Soal untuk Dikerjakan:
1. Ketik ulang bagian kutipan tentang memesan makanan secara online, mulai dari "Seorang teman pernah" sampai dengan "memesankan makanan untuknya.".
2. Jawablah pertanyaan berikut berdasarkan kutipan tentang memesan makanan secara online.
(a) Layanan pesan antar makanan apa yang dipakai teman penulis?
(b) Mengapa menu pesanan sempat diganti?
(c) Tulisan ini akan menjadi bagian apa dari seri Love-Hate Relationship with Sophistication?

Kutipan Pilihan:
┏━━

Love-Hate Relationship with Sophistication #3

Saya baru sadar, ternyata di akhir tulisan Love-Hate Relationship with Sophistication #2, saya menulis: bersambung ke bagian 3. Sebelumnya, saya kira bagian ke-2 adalah akhir. Ternyata salah. Mumpung saya ingat dan keresahan saya belum tersampaikan semua, tulisan ini akan jadi bagian terakhir seri Love-Hate Relationship with Sophistication.

Here we go!

Seorang teman pernah berkujung ke rumah saya dan kemudian memesan makanan melalui layanan pesan antar makanan Go-Food. Katanya waktu itu sedang ada diskon dan promo, eman-eman kalau nggak dipake. Teman saya menawarkan apakah saya juga mau ikut memesan makanan. Saya iyakan, pesanannya saya manut apa yang akan dipesan teman saya. Saya termasuk orang yang jarang memesan makanan secara online, bahkan tidak pernah. Seingat saya, saya belum pernah memesan makanan untuk saya sendiri secara online, sesekali membantu Mama memesankan makanan untuknya.

Setelah menentukan mau pesan apa, saya kira saya tinggal menunggu kurir mengantarkan makanan ke rumah dan kemudian membayar. Ternyata tidak, masih butuh beberapa waktu bagi teman saya untuk menyelesaikan pesanan tadi di aplikasi. Ia sibuk menanyakan perbedaan tiap menu yang dijual, mencari toko yang menjual harga termurah, membandingkan diskon dan promo yang ditawarkan layanan pembayaran, bahkan atas desakan teman saya, kami sempat mengganti menu pesanan karena pesanan yang sebelumnya tidak mendapat diskon. Saya yang sebelumnya tidak lapar, jadi ikut-ikutan lapar karena menunggu

Sejak saat itu saya kepikiran; punya banyak pilihan ternyata ruwet, punya banyak kemungkinan ternyata buang-buang waktu dan juga tenaga. Teknologi yang memungkinkan kita menjangkau banyak hal, memberikan banyak kita pilihan, selain memudahkan hidup kita, di sisi lain juga nambah-nambahi pikiran dan menyita waktu kita.

┗━━

Data yang Diberikan:
┏━━

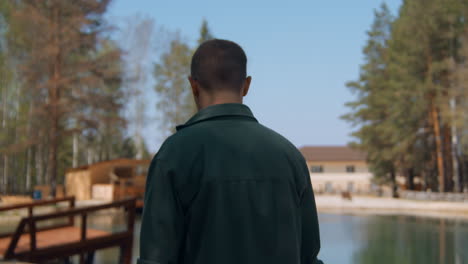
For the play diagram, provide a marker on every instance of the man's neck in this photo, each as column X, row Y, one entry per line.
column 226, row 98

┗━━

Kunci Jawaban:
1.
Seorang teman pernah berkujung ke rumah saya dan kemudian memesan makanan melalui layanan pesan antar makanan Go-Food. Katanya waktu itu sedang ada diskon dan promo, eman-eman kalau nggak dipake. Teman saya menawarkan apakah saya juga mau ikut memesan makanan. Saya iyakan, pesanannya saya manut apa yang akan dipesan teman saya. Saya termasuk orang yang jarang memesan makanan secara online, bahkan tidak pernah. Seingat saya, saya belum pernah memesan makanan untuk saya sendiri secara online, sesekali membantu Mama memesankan makanan untuknya.

2.
(a) Go-Food.
(b) Karena pesanan sebelumnya tidak mendapat diskon.
(c) Bagian terakhir.